_AUFGABE A_
Beantworte anhand des Forumsbeitrags über die Kiepe die folgenden Fragen:
(i) Für wie viel Euro wurde die No-Name-Kiepe bei Ebay gekauft?
(ii) Welchen Durchmesser haben die runden Beine der Behr-Kiepe?
(iii) Aus welchem Material bestehen die Wände und Schubladen der günstigen Kiepe?

_AUSZUG ZUM LESEN_
+---+

Mir schon, ihm wohl nicht, sonst würde er es nicht fragen. |supergri



Feedern4fun schrieb:


> Danke fürs rege Diskutieren.
> 
> Also ich weiss nicht so genau ob man 500 € für ne Rive etc.
> ausgeben sollte ...
> ...



Meine Antwort, ein ganz ganz klares JA!
Ich habe mir vor einigen Jahren (keine Ahnung, 7 könnten es schon sein) mal so eine No Name Kiepe bei Ebay für 150 Euro geholt. Gibg sonst für 200 Euro weg und beim Abholen wurde mir gesagt aus Überkapazitäten der neuen Daiwa Kiepe. Gefiel mir auch für den Preis recht gut. Was soll ich sagen, nach der ganzen zeit immer noch im Dauereinsatz und super. Bis auf eine Ausnahme. Schon nach kurzer Zeit waren die Beine am rutschen. In den 7 Jahren habe ich die Beine zur Höhenverstellung nur sehr sehr selten benutzt, da die nicht wirklich halten. Das Fußpodest flog als erstes ab weil ich eh immer eine Plattform genutzt habe. Erst eine billige 50 Euro (die trotzdem besser hielt als die Beine), und dann eine große für über 200 Euro. 

Ich nutze die Kiepe oft und gerne (auch wenn die 20x20 cm Beine auch ein Nachteil sind, die Behr habe ich erst kurz nach dem Kauf kennengelernt als ein Kumpel die gekauft hat, sonst wäre es die geworden wegen den 35mm rund Beinen), aber immer nur mit Plattform. Für mich ist klar, die nächste Kiepe wird eine Rive, und da auf keinen Fall eine billige sondern eine gute. Gebraucht evt., das ist mir relativ egal weil die eh gut halten, aber eben keine der günstigen. Ich will eine die locker ihre 15 Jahre mitgeht, und wenn meine billige das schon kann, dann habe ich bei Rive keinen Zweifel. Es ist doch recht lästig eine 1mx0,8m Plattform selbst an recht gerade Ufern aufzubauen weil die Beine nicht halten und man beim Angeln evt. den Kopfsprung macht wenn sie nachgeben. 

Meine günstige Kiepe hat ganz dünnes Alu als Wände und die Schubladen sind auch aus dünnem Alu. Aber das hält alles, wie gesagt. Der große Unterschied im Preis ist eben das mit den Beinen, und da habe ich halt gelernt das man deshalb nicht am falschen Ende sparen sollte. Für 350-400 Euro habe ich eine gute und brauchbare Kombination aus Kiepe und Plattform, nur nervt es eben IMMER die Plattform aufzubauen.

+---+

_AUFGABE B_
Gib jede Zeile der Datensätze zurück, in der das Wort „mountain“ vorkommt. Dabei kommt es auf Groß- und Kleinschreibung an.

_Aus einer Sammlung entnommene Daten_
+---+

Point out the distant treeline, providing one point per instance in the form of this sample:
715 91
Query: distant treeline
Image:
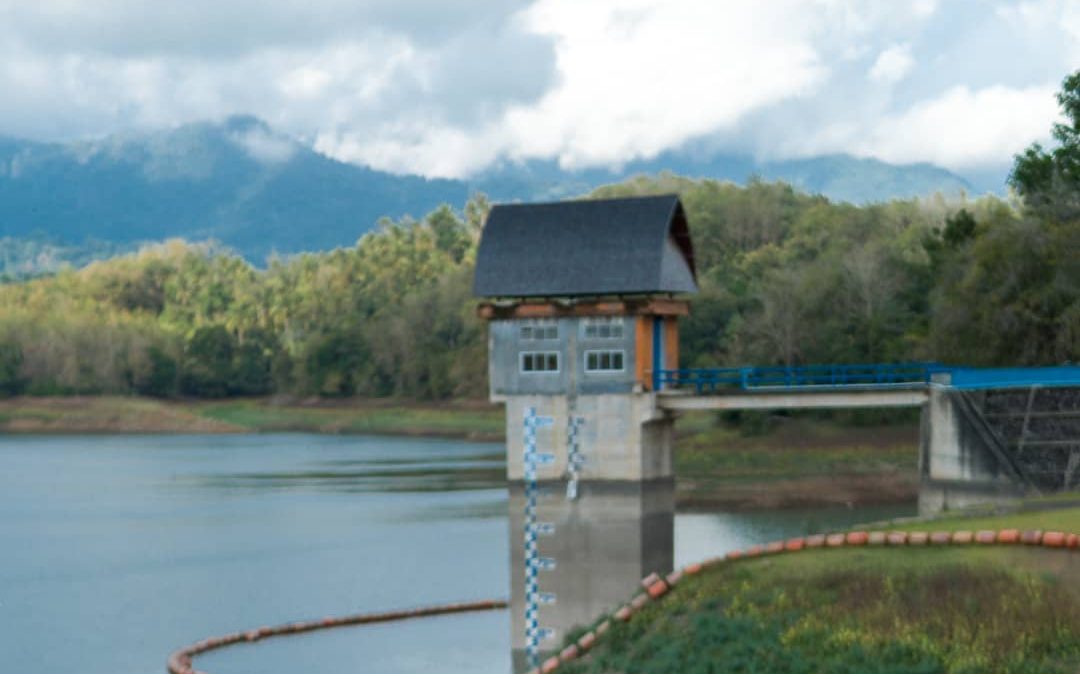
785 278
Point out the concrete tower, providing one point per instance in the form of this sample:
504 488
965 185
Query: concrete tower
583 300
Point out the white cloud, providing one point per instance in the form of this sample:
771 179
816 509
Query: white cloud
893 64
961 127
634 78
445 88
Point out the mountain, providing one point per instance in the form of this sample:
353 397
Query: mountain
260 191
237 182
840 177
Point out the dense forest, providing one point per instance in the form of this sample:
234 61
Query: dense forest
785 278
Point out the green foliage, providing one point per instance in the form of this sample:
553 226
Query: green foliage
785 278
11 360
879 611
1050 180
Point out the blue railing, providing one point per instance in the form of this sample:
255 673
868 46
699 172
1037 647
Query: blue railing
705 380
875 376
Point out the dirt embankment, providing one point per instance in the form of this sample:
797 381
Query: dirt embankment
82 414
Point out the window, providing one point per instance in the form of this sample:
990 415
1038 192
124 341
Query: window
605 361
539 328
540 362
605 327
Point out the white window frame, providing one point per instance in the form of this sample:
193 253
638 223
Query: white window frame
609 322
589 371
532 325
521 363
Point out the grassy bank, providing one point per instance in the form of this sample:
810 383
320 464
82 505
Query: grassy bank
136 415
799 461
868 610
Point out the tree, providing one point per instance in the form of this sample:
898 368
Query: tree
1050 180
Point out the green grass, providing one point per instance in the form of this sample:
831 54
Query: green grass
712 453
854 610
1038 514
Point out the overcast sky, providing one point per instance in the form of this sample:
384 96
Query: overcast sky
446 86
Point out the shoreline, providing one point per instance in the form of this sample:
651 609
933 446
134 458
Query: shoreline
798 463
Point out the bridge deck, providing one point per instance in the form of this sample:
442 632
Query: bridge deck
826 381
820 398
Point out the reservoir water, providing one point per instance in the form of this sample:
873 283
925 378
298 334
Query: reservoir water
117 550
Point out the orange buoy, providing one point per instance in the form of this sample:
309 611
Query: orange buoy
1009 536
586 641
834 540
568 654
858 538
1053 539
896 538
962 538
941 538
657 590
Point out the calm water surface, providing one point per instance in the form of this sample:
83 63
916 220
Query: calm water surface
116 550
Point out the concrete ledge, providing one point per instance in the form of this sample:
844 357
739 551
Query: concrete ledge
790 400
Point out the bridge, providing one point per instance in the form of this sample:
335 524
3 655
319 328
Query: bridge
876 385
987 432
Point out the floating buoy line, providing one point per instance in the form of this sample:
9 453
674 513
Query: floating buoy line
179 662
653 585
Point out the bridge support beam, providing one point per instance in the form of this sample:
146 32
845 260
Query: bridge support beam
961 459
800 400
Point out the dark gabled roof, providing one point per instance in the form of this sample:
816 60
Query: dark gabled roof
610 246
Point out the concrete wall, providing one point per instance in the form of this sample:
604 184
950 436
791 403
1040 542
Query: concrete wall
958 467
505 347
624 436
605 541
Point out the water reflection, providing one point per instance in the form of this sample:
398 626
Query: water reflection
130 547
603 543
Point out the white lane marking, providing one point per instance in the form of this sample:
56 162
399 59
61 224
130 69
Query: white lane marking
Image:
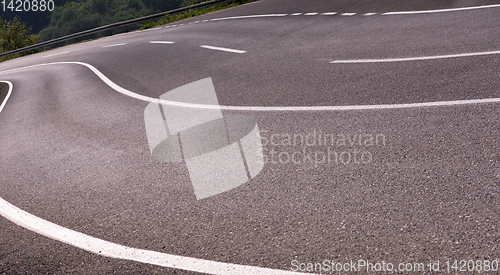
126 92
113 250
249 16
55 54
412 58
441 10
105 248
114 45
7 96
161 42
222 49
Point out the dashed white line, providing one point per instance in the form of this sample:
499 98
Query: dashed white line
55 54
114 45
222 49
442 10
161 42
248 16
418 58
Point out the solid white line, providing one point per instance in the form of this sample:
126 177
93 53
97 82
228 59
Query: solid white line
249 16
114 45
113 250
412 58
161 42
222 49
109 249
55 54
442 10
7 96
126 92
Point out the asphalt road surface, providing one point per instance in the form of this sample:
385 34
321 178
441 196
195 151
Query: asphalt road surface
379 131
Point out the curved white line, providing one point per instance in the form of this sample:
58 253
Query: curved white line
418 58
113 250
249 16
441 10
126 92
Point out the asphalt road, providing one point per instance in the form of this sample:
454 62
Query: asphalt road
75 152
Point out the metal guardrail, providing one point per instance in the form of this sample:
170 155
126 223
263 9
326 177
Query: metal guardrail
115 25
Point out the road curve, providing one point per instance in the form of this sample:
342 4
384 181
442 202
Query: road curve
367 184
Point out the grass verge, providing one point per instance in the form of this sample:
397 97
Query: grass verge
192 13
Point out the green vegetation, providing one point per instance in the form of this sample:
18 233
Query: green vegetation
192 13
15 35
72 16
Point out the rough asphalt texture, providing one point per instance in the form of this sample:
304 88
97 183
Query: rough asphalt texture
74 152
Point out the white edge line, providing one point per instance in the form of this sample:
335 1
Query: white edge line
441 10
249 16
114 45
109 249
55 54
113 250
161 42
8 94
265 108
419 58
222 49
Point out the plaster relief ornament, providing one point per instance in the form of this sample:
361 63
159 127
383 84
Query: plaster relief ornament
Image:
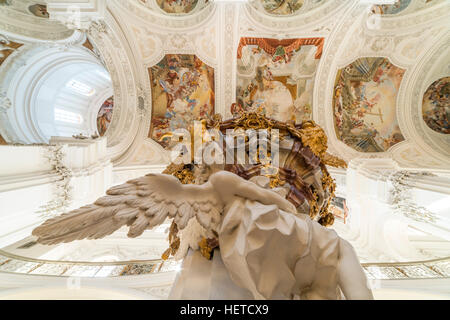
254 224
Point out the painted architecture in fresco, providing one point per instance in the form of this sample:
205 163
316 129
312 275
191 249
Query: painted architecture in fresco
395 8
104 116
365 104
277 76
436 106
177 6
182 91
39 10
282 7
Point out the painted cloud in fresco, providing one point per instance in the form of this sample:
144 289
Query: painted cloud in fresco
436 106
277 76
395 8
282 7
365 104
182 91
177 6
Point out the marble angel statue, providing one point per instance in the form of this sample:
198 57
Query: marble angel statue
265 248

+---+

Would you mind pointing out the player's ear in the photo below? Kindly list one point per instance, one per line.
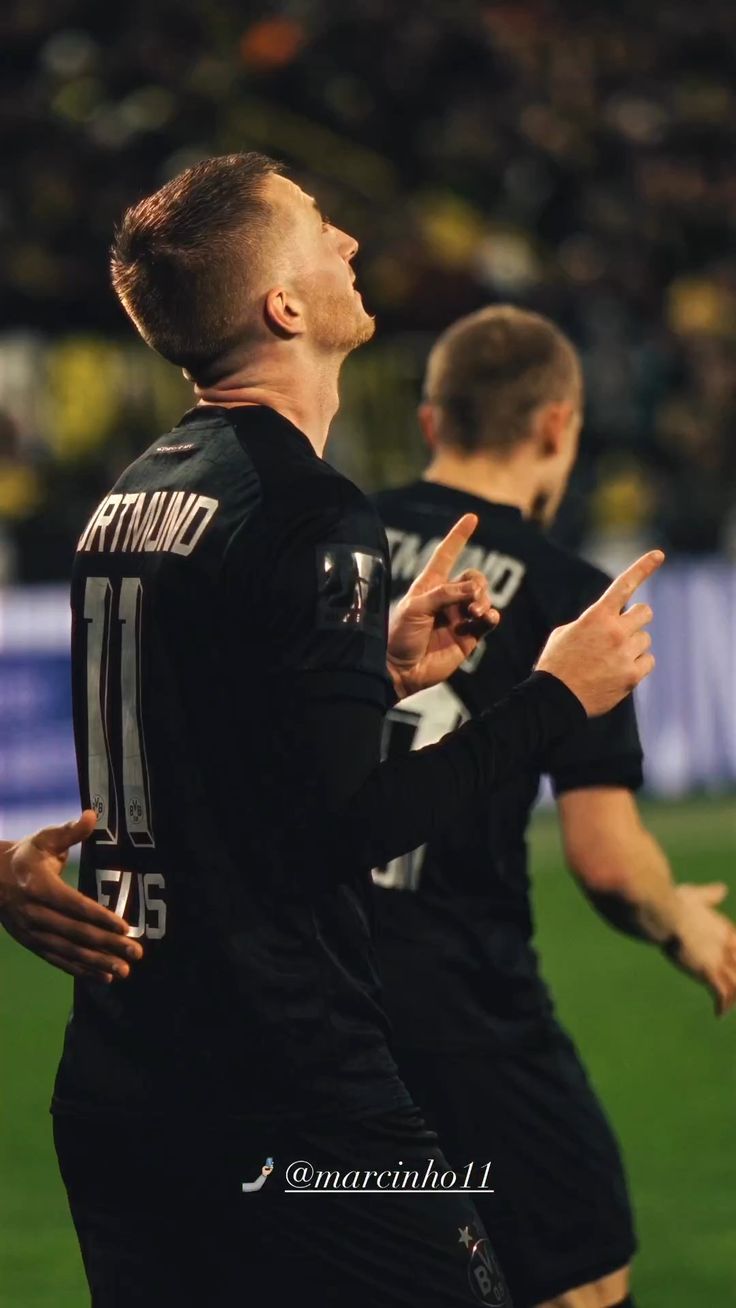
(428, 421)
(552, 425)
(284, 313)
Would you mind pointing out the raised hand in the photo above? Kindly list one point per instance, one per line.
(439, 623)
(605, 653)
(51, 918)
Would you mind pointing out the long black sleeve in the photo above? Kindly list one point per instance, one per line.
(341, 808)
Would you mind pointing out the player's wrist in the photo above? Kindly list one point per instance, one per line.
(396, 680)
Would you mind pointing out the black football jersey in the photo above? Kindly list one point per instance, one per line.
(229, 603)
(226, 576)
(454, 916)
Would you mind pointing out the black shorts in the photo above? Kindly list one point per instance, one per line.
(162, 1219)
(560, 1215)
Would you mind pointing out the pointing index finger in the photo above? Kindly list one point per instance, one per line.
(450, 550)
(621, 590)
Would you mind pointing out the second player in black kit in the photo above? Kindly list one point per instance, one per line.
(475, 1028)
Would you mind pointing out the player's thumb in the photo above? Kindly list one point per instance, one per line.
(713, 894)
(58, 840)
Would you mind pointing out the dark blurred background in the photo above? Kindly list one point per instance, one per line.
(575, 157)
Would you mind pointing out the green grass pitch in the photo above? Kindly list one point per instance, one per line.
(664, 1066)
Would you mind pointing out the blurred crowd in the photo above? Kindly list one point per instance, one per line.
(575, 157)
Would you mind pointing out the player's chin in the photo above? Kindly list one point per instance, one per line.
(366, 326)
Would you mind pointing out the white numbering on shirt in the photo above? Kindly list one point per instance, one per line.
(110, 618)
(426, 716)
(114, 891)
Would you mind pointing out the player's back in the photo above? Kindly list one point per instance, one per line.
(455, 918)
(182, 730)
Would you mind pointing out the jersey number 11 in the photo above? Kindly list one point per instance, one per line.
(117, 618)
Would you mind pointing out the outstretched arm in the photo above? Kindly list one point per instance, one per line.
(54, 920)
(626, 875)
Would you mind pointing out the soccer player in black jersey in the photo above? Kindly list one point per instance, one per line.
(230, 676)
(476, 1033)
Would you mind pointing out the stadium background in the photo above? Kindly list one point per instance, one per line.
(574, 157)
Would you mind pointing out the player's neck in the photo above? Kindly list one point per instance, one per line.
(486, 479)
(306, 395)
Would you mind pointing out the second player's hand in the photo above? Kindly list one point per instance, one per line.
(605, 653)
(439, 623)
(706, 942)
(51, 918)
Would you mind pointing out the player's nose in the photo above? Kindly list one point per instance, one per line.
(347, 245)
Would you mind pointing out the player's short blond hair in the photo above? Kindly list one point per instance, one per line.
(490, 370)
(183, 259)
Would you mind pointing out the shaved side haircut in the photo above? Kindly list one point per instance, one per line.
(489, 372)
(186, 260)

+---+

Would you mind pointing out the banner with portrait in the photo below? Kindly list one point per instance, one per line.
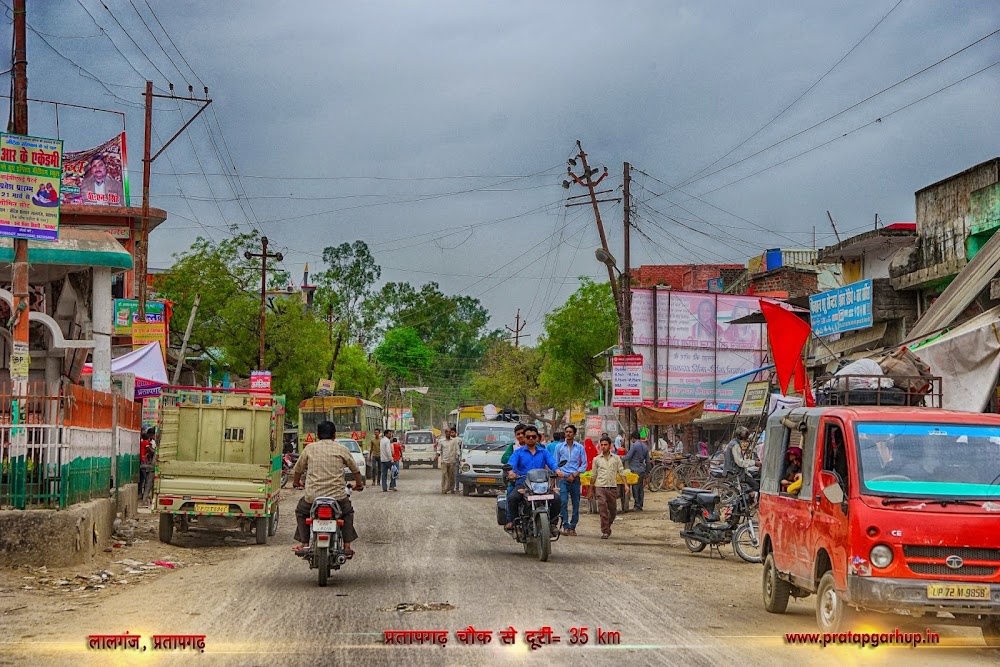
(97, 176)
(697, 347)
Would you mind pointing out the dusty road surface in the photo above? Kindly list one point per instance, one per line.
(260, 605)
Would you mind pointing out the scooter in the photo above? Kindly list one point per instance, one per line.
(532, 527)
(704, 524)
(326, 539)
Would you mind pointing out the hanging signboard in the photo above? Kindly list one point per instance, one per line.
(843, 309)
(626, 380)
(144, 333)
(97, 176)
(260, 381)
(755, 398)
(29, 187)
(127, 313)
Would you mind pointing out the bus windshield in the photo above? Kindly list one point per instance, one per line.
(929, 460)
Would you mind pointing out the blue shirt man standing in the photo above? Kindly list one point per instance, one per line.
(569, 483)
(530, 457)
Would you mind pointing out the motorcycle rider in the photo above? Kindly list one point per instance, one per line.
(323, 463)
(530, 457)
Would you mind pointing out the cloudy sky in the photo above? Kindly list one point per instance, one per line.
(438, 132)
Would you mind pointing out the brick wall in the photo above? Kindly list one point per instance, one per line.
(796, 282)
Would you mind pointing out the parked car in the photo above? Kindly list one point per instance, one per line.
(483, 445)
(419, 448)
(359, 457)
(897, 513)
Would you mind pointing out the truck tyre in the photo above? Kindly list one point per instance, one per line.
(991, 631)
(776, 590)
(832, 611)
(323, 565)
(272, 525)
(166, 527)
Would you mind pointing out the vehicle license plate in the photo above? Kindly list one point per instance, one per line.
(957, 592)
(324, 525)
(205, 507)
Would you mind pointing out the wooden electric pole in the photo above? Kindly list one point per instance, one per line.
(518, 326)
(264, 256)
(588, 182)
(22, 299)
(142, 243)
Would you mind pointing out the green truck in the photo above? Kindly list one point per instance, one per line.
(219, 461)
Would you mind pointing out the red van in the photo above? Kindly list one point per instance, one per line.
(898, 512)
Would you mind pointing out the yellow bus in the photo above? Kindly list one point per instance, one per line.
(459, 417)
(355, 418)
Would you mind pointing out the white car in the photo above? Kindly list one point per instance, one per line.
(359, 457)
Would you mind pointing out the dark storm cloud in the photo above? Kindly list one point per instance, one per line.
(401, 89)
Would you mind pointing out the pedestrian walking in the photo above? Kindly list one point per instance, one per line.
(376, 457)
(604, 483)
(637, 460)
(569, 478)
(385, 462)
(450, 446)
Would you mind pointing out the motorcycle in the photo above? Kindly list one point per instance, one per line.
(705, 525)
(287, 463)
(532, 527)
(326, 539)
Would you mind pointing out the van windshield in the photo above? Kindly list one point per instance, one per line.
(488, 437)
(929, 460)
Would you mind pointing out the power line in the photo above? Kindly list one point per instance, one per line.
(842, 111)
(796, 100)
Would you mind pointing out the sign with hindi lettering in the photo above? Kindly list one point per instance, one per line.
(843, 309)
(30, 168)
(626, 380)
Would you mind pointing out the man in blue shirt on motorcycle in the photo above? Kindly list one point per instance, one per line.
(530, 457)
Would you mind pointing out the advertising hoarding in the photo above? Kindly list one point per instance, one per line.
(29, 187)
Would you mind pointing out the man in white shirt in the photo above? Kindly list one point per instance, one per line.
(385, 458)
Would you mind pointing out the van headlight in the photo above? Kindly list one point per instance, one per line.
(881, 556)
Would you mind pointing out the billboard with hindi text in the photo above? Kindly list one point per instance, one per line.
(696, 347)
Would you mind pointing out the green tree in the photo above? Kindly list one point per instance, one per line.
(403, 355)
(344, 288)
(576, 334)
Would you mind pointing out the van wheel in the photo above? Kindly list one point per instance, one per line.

+---+

_LÖSUNG A_
(i) Für 150 Euro.
(ii) 35 mm.
(iii) Aus dünnem Alu.

_LÖSUNG B_
Point out the mountain, providing one point per instance in the form of this sample:
Query: mountain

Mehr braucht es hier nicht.